[Start of Attachment]

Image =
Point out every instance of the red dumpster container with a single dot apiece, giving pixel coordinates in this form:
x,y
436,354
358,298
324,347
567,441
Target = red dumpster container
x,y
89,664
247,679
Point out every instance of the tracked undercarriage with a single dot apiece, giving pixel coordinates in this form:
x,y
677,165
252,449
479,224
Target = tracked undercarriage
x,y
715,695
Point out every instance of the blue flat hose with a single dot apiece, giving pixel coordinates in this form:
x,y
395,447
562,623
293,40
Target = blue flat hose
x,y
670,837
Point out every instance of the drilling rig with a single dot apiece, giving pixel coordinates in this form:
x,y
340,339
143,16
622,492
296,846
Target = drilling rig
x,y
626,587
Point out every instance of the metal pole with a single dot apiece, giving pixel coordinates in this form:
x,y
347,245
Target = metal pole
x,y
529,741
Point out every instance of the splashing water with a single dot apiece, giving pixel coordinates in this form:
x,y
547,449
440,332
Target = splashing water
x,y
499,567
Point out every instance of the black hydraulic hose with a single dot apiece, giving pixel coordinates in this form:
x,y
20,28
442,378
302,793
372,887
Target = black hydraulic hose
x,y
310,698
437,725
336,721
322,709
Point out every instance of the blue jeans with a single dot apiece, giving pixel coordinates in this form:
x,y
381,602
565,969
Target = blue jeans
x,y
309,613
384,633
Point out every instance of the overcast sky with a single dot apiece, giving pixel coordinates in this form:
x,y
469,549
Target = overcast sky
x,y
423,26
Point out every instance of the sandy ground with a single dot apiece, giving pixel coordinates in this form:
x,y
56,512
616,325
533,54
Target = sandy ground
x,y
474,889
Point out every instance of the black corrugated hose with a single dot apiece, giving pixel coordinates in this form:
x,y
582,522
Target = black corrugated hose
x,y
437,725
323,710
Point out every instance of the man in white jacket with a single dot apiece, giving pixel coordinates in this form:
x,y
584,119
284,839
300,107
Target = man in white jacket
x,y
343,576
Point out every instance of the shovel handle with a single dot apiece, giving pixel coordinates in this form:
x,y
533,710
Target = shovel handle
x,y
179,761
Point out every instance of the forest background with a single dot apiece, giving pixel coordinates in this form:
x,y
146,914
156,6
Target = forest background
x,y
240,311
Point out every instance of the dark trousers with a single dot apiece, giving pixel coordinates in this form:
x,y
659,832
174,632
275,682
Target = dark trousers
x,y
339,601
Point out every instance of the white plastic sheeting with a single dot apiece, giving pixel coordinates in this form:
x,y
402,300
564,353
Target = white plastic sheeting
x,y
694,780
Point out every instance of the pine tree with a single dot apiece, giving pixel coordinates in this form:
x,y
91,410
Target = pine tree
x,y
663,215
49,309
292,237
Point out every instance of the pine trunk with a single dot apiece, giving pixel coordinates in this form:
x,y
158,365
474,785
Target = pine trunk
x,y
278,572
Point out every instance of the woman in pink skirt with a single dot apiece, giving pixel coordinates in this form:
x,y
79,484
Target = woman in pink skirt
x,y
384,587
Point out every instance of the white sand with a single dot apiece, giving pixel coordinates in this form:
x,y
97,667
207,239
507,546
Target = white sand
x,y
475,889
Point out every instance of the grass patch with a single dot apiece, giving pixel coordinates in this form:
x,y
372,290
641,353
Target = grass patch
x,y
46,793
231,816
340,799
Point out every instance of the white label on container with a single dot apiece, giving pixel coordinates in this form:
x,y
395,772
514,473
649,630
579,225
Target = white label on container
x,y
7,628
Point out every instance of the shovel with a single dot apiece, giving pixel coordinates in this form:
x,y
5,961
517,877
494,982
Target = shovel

[End of Attachment]

Please restate the records in full, word for word.

Image =
Point out every instance of the red dumpster container with a single dot apiece, giving pixel coordinates in this form:
x,y
436,354
358,298
324,347
567,441
Target = red dumpster container
x,y
89,664
247,679
Point out every instance of the tracked undercarriage with a single dot apiece, giving pixel coordinates in this form:
x,y
677,165
252,449
479,224
Target = tracked undercarriage
x,y
715,695
Point out every instance of the blue flat hose with a single dot apiece, giving pixel coordinates in this form:
x,y
395,447
562,623
293,40
Target = blue flat hose
x,y
670,837
Point out every instance of the drilling rig with a single dot apiece, giving pixel coordinates in this form:
x,y
340,339
143,16
622,492
296,846
Target = drilling rig
x,y
626,587
Point out every instance of the metal pole with a single dot apiece, giving pixel coordinates in this form:
x,y
347,245
Target = metal pole
x,y
529,741
Point out every instance of the splashing water with a single dot apiece, giving pixel coordinates in this form:
x,y
547,449
440,332
Target = splashing water
x,y
499,567
Point out every instance of the black hydraulic hose with a single dot apiece, giving pixel coordinates in this form:
x,y
20,28
442,378
302,793
372,887
Target = black hydraulic hose
x,y
310,698
437,725
336,721
322,709
Point out every instance of the blue jeans with a single dot apiece, giving pixel coordinates in this form:
x,y
381,602
565,969
Target = blue jeans
x,y
309,613
384,633
Point out every instance of the overcast sky with a single dot apiece, giving pixel coordinates in this form:
x,y
469,549
Target = overcast sky
x,y
423,26
Point out every instance of the sandy ground with a single dot apiece, giving pixel coordinates in this form:
x,y
56,512
616,325
533,54
Target = sandy ground
x,y
474,889
Point out every instance of the black corrugated hose with a single dot apiece, giving pixel coordinates in this form:
x,y
582,522
Target = black corrugated hose
x,y
437,725
323,710
Point out every instance of the man in white jacket with a single dot apiece, giving pixel coordinates in this form:
x,y
584,119
284,839
300,107
Target = man in white jacket
x,y
343,576
Point out every instance of the shovel handle with a single dot apiece, giving pixel coordinates in this form:
x,y
533,710
Target = shovel handle
x,y
179,761
Point out every instance of the forest background with a single dot apiece, giving pixel coordinates in this form:
x,y
146,914
156,6
Target = forest background
x,y
240,311
Point out every instance of the dark trousers with a single dot apiece, giving pixel coordinates in this form:
x,y
659,832
174,632
275,682
Target = dark trousers
x,y
339,601
Point out every instance of the white plastic sheeting with a single dot apiece, giving pixel coordinates in this form:
x,y
402,300
564,353
Target = white plastic sheeting
x,y
694,780
Point out every instance of the pine tree with a single dot apiece, giving pixel coordinates in this form:
x,y
91,410
Target = pine tree
x,y
663,215
49,309
292,237
Point out every instance of the pine trunk with a single dot apiece, giving pixel coordinates in this form:
x,y
158,365
474,785
Target = pine trunk
x,y
278,572
Point out every instance of the woman in pink skirt with a single dot apiece, giving pixel coordinates in this form:
x,y
79,484
Target = woman in pink skirt
x,y
384,587
Point out every instance of the white sand with a single dot apiece, giving pixel coordinates in this form:
x,y
97,667
207,239
507,546
Target = white sand
x,y
475,889
Point out every instance of the grass patch with a single dot apiece, giving pixel coordinates in this form:
x,y
372,290
641,353
Target = grass patch
x,y
46,793
231,816
340,799
Point out every instance of the white label on container with a single dot apiece, giving pixel coordinates in this form:
x,y
395,772
514,473
649,630
579,225
Target = white label on container
x,y
7,628
Point out every instance of the shovel with a single dot apiece, giving pixel coordinates in this form:
x,y
5,961
517,877
494,982
Target = shovel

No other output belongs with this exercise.